(Given data)
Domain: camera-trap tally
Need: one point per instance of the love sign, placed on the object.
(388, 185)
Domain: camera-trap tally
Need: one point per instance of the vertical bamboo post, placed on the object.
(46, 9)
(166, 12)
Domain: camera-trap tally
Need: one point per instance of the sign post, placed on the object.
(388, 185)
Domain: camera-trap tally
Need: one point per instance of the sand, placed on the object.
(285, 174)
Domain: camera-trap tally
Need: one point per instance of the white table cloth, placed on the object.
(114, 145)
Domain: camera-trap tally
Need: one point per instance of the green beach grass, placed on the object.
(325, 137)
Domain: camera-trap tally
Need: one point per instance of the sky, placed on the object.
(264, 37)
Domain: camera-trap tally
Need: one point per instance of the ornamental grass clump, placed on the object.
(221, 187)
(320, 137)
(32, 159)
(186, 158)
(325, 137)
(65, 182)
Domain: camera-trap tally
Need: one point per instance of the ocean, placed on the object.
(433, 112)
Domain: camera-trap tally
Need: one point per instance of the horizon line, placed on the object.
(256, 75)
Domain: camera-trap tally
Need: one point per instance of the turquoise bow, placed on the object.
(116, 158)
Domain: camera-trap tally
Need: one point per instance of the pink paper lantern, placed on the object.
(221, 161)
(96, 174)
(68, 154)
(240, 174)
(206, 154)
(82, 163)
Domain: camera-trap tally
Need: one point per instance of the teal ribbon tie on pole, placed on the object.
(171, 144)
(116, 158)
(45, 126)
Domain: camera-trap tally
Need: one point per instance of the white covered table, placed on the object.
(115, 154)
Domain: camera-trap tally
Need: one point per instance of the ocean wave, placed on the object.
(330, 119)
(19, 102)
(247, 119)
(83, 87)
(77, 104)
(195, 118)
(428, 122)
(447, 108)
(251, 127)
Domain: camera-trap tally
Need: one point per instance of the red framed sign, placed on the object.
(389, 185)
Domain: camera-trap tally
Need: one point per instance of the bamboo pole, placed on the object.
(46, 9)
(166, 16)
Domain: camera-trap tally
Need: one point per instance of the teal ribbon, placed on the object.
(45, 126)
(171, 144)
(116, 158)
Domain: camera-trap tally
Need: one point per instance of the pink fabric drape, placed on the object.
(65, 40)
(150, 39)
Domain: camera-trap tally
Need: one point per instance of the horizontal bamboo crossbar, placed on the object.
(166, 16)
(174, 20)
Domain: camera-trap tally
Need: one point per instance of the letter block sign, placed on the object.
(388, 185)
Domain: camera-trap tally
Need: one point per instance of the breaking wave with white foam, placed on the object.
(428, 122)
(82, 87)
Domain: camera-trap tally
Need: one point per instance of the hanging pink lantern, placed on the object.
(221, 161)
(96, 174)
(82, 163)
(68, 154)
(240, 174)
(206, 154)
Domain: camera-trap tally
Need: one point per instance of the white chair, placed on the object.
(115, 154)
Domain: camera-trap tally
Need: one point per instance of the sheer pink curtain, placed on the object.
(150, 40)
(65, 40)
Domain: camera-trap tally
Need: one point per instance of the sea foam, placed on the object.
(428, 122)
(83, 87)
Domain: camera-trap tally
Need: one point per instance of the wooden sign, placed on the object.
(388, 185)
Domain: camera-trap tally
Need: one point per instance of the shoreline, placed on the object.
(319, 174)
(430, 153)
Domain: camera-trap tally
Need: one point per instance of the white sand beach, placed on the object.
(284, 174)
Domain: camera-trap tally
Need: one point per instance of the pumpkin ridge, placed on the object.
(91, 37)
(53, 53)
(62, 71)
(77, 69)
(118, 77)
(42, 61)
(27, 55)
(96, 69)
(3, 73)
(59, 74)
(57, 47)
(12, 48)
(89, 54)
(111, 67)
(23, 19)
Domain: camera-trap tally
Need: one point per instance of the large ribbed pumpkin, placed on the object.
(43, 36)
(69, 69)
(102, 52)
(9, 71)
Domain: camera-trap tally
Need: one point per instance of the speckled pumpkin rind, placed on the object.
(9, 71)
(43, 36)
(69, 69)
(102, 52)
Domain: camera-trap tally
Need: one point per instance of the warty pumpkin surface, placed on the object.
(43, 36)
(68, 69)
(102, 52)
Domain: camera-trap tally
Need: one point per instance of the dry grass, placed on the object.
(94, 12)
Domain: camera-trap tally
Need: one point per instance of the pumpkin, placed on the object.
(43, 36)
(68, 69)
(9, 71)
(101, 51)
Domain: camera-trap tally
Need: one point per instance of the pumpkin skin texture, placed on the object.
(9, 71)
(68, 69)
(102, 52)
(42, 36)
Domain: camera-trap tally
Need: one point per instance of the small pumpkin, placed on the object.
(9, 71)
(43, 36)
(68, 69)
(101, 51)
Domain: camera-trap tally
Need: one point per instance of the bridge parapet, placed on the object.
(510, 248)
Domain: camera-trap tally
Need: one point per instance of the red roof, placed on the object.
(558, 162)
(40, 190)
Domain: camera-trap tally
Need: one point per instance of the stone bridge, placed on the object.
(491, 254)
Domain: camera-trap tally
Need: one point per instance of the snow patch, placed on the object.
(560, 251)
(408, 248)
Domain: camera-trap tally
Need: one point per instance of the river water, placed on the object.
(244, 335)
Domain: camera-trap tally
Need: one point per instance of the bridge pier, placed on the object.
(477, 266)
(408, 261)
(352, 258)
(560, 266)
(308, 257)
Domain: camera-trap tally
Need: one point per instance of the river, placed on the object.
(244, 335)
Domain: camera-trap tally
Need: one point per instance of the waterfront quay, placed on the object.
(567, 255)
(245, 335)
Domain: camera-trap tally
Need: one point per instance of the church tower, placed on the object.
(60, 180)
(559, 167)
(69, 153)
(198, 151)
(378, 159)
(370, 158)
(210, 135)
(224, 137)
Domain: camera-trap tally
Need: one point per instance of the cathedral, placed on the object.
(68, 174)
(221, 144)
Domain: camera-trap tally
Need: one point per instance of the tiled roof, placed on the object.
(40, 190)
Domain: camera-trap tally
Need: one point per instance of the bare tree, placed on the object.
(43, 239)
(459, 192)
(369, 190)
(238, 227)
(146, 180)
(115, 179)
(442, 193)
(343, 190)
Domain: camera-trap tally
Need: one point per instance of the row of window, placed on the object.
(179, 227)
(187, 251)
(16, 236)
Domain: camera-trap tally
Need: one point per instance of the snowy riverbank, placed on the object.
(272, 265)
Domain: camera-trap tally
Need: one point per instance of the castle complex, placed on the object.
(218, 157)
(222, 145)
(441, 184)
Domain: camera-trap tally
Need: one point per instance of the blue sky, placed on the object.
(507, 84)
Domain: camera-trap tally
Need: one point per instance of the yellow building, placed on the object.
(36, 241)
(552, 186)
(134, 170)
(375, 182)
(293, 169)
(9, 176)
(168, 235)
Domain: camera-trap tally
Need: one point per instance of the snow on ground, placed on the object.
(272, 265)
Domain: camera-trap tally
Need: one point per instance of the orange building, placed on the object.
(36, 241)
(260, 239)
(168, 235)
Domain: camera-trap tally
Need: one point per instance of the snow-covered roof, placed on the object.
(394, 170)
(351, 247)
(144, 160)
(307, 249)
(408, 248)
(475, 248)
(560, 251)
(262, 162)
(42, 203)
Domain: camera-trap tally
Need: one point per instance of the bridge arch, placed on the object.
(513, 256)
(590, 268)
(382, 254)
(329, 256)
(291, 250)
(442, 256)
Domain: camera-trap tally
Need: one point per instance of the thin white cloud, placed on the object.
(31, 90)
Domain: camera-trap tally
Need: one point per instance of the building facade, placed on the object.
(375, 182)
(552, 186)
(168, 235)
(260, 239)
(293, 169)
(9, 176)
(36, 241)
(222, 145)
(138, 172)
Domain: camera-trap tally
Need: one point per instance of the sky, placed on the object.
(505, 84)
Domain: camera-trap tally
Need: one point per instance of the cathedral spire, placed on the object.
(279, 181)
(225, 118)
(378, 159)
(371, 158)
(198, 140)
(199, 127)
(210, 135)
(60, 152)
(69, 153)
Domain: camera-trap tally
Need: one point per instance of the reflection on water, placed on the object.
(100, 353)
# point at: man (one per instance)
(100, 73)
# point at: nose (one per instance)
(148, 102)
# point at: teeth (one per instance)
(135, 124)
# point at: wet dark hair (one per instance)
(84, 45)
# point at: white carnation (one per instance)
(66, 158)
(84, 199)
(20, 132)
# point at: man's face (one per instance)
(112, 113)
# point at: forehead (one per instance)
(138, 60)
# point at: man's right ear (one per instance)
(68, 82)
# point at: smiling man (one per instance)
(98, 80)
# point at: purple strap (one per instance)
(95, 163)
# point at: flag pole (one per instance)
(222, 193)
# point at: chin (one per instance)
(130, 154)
(End Given data)
Work instruction:
With both ends included, please retype exactly the lines from the line containing "# point at: flag pole (one per instance)" to the final line of the data.

Problem solution:
# point at: flag pole (one per instance)
(222, 193)
# point at: chin (one per instance)
(130, 154)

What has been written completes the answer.